Document passage:
May is a very busy month in New York City. There are so many new exhibits to see both in the museums and at the galleries. I have gotten around to seeing some of them and others are just about to open. One of the best art exhibits at the New York galleries is a show of the latest works of Tim Hawkinson, a California artist and inventor at Pace Wildenstein (at 32 East 57th Street). He is one of my favorite contemporary artists because he makes the world out to be a wonderous place filled with all kinds of possibilities and his ideas just burst out of materials as common as eggshells and feathers. The gallery features about 10 new works by Hawkinson.
As you enter you will first notice the motorcycle made entirely out of feathers. Kids will get a kick out of these materials and could speculate on the type of feathers and how many are included in the work. Then ask them to move to the right and find other objects that the artist made out of bird materials. These will be his small sculptures made entirely out of eggshells. See if they can find the “fist” and the “figure of a woman” and the arrow head like sculpture.
The next piece they will be awed by is a bronze sculpture that at first glance looks like a dinosaur but upon closer inspection actually turns out to be many figures in a row sitting and rowing. The mouth of the beast is actually a croching figure as well. Could all this represent the journey of life? There are other fun sculptures to examine: the skinned knee or the “ghost bat” made of bread bags and ties. Definitely worth the trip.
Another awesome exhibit that has just opened is an installation called Anthropodino by the Brazillian artist Ernesto Neto at the 67th street Regiment Armory (67th street and Park Avenue). This is the first such installation commissioned by the armory from a living artist and Ernesto Neto has taken advantage of the enormous, cavernous space to fill it with diaphanous fabric forms through which kids can run and jump. There are other soft structures to interact with. My kids loved diving into the soft plastic bubble pool or jumping on the gigantic cushion filled with some seeds or rice or lying quietly (if they can manage) in a lavender room where the pillows are filled with lavender and camomille for that soothing effect that everyone surely needs after all the jumping and running around. An hour and a half later and I still couldn’t convince my kids to leave!! Visit the Armory until June 14th. Admission: $10 adults, free for children under 18 years.

Challenge 1: State how many lines in the records below contain the string "tree". Give only the number.

Records for the task:
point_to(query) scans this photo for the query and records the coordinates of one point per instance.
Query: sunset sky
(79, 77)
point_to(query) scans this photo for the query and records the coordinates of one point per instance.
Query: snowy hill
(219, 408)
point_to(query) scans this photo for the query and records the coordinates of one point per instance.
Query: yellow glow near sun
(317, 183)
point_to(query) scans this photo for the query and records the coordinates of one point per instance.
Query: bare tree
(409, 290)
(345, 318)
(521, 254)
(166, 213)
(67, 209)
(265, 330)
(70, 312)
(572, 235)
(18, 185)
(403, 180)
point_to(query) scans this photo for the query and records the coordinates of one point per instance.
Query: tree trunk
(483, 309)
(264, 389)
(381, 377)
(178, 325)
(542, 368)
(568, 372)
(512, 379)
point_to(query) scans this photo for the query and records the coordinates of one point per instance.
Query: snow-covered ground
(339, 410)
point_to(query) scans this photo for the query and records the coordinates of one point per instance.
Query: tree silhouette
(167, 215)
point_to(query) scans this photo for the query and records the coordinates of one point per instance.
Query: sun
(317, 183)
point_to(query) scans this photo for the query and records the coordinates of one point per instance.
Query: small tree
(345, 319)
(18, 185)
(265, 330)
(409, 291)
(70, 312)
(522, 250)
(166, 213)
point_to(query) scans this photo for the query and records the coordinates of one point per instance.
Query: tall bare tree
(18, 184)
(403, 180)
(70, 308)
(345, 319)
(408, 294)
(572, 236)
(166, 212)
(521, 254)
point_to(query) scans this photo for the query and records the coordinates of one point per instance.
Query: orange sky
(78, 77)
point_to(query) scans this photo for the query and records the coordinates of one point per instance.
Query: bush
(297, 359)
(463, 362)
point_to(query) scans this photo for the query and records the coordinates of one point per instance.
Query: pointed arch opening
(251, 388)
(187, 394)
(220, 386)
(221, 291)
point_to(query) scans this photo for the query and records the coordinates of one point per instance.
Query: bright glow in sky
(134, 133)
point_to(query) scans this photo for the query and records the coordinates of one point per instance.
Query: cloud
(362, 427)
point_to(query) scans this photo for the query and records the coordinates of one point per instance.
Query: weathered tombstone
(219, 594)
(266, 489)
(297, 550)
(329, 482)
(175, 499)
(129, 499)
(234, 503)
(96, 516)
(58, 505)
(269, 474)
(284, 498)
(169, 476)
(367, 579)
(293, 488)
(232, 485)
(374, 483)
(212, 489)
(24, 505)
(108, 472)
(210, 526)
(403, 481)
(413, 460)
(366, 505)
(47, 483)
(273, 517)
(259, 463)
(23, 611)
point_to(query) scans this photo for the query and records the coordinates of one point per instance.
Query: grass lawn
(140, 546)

Challenge 2: Please quote the entire New York art exhibits post above, word for word.

Exercise answer 1: 5

Exercise answer 2:
May is a very busy month in New York City. There are so many new exhibits to see both in the museums and at the galleries. I have gotten around to seeing some of them and others are just about to open. One of the best art exhibits at the New York galleries is a show of the latest works of Tim Hawkinson, a California artist and inventor at Pace Wildenstein (at 32 East 57th Street). He is one of my favorite contemporary artists because he makes the world out to be a wonderous place filled with all kinds of possibilities and his ideas just burst out of materials as common as eggshells and feathers. The gallery features about 10 new works by Hawkinson.
As you enter you will first notice the motorcycle made entirely out of feathers. Kids will get a kick out of these materials and could speculate on the type of feathers and how many are included in the work. Then ask them to move to the right and find other objects that the artist made out of bird materials. These will be his small sculptures made entirely out of eggshells. See if they can find the “fist” and the “figure of a woman” and the arrow head like sculpture.
The next piece they will be awed by is a bronze sculpture that at first glance looks like a dinosaur but upon closer inspection actually turns out to be many figures in a row sitting and rowing. The mouth of the beast is actually a croching figure as well. Could all this represent the journey of life? There are other fun sculptures to examine: the skinned knee or the “ghost bat” made of bread bags and ties. Definitely worth the trip.
Another awesome exhibit that has just opened is an installation called Anthropodino by the Brazillian artist Ernesto Neto at the 67th street Regiment Armory (67th street and Park Avenue). This is the first such installation commissioned by the armory from a living artist and Ernesto Neto has taken advantage of the enormous, cavernous space to fill it with diaphanous fabric forms through which kids can run and jump. There are other soft structures to interact with. My kids loved diving into the soft plastic bubble pool or jumping on the gigantic cushion filled with some seeds or rice or lying quietly (if they can manage) in a lavender room where the pillows are filled with lavender and camomille for that soothing effect that everyone surely needs after all the jumping and running around. An hour and a half later and I still couldn’t convince my kids to leave!! Visit the Armory until June 14th. Admission: $10 adults, free for children under 18 years.